- **Work order**
The first line of the data below and every line after it, through the one with "Expected behaviour: mark a point on the fallen", must be transcribed without change.

(Extracted data entries)
• • • •

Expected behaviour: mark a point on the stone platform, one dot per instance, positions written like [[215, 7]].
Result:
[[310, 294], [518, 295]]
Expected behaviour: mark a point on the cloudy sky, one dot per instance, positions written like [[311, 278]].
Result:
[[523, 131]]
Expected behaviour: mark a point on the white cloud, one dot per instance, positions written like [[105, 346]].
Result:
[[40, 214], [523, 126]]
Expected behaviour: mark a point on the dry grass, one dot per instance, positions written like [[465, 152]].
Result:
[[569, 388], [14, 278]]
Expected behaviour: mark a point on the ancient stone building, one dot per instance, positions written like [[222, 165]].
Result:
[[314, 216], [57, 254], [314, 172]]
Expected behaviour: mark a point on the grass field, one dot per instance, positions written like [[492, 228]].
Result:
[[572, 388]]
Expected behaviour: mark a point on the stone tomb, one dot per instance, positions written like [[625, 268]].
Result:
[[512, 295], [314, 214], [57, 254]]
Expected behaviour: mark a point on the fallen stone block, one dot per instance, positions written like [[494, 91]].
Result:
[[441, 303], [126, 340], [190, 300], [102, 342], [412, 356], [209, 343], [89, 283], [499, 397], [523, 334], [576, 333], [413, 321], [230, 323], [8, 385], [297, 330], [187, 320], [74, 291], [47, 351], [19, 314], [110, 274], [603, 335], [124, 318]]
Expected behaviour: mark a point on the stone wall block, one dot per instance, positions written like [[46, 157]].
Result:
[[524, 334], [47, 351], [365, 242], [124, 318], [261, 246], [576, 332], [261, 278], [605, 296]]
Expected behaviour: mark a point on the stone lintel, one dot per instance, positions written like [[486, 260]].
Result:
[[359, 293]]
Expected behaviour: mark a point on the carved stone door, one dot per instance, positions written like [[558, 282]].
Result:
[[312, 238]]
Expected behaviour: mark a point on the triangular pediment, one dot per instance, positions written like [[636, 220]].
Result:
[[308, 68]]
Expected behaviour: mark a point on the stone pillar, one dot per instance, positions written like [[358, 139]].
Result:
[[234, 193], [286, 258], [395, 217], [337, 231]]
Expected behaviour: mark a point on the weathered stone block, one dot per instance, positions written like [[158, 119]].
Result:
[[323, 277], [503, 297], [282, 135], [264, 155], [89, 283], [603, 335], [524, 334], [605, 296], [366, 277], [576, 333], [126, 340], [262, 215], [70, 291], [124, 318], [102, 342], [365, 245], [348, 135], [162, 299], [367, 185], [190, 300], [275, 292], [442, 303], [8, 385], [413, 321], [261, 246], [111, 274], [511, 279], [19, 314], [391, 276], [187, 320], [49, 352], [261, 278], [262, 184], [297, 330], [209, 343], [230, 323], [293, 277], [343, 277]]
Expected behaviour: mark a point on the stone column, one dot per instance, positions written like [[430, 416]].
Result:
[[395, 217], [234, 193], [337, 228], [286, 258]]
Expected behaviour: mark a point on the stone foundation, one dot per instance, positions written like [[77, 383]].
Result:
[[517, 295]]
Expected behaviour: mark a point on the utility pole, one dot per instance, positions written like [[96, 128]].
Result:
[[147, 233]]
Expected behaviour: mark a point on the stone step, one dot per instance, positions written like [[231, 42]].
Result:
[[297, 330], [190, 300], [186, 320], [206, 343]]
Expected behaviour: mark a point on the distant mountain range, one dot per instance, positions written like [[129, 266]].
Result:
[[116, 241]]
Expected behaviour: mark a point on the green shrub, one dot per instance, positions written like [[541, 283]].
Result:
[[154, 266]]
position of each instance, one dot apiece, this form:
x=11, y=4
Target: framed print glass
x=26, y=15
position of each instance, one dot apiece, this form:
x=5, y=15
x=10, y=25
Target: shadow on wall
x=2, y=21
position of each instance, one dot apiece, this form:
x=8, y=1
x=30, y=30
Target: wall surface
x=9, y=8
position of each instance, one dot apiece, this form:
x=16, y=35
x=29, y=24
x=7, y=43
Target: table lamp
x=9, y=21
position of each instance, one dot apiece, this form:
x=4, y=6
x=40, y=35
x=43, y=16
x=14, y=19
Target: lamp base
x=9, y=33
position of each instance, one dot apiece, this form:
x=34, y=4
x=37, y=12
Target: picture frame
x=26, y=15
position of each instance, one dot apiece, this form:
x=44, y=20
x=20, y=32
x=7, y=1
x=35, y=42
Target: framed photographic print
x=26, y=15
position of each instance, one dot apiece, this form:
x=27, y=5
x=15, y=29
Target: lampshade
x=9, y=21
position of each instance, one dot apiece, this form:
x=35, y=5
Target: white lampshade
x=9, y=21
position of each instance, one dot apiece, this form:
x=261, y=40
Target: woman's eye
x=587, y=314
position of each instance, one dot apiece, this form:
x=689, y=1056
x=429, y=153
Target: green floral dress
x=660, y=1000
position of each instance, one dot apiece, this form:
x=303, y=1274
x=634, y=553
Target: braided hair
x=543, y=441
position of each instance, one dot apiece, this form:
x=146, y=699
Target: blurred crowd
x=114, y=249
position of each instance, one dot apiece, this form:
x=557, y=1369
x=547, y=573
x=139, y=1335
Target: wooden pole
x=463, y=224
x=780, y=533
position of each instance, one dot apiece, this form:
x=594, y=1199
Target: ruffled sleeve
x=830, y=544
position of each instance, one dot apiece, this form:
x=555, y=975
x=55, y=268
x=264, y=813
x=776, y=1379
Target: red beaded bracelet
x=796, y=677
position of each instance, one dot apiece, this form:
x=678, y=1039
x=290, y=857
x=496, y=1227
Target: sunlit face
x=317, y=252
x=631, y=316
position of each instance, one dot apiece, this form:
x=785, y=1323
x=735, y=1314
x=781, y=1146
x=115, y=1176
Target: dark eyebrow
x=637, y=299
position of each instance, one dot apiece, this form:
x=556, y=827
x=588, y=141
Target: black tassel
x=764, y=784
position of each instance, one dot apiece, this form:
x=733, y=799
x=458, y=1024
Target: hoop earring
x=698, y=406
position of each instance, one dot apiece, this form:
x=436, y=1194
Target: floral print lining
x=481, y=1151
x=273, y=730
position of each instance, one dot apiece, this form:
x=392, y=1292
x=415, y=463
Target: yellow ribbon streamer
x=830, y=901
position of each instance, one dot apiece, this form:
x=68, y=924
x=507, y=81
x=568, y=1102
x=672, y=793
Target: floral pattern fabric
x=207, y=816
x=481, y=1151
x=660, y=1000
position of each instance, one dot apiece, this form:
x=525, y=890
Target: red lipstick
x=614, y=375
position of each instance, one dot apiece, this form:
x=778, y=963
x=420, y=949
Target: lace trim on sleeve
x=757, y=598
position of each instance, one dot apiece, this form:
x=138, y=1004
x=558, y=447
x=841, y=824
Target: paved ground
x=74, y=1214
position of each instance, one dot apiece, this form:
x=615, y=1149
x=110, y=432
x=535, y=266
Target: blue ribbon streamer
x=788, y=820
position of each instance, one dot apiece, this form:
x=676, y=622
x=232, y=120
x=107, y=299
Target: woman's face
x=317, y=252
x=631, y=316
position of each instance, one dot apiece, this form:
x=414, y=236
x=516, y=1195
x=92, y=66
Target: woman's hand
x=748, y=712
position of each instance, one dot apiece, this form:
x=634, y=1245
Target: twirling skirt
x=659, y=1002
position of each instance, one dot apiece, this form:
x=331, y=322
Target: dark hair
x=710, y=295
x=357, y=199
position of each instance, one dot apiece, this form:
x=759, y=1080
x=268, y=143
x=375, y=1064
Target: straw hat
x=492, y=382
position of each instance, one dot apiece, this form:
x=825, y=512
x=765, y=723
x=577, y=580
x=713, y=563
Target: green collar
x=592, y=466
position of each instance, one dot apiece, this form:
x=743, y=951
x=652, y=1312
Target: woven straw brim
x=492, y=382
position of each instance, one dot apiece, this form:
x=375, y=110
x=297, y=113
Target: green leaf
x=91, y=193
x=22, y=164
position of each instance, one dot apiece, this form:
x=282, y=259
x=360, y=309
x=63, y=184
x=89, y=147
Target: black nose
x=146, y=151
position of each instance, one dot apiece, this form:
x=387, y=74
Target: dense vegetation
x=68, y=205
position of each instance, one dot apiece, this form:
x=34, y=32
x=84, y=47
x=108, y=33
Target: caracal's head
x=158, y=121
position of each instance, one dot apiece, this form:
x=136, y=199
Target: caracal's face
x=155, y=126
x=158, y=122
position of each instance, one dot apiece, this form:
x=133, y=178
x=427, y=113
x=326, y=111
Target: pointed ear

• • • •

- **Finished exercise**
Expected behaviour: mark a point on the stone platform, one dot per instance, positions written like [[215, 7]].
Result:
[[310, 294], [518, 295]]
Expected behaviour: mark a point on the cloudy sky, one dot per instance, positions written like [[311, 278]].
Result:
[[523, 131]]
Expected behaviour: mark a point on the white cloud, one dot per instance, positions written like [[105, 346]].
Result:
[[40, 214], [523, 126]]
Expected behaviour: mark a point on the dry grass, one dot per instance, positions written like [[465, 152]].
Result:
[[569, 388], [14, 278]]
Expected behaviour: mark a point on the ancient stone building, one dot per instance, positions written like [[222, 165]].
Result:
[[314, 216], [57, 254], [314, 172]]
Expected behaviour: mark a point on the grass field, one dot per instance, positions written like [[492, 228]].
Result:
[[572, 388]]
Expected behaviour: mark a point on the stone tomb, one dot per instance, positions written like [[625, 268]].
Result:
[[512, 295], [314, 214], [57, 254]]
Expected behaviour: mark a point on the fallen stone block, one dot per instance, positions written like [[494, 91]].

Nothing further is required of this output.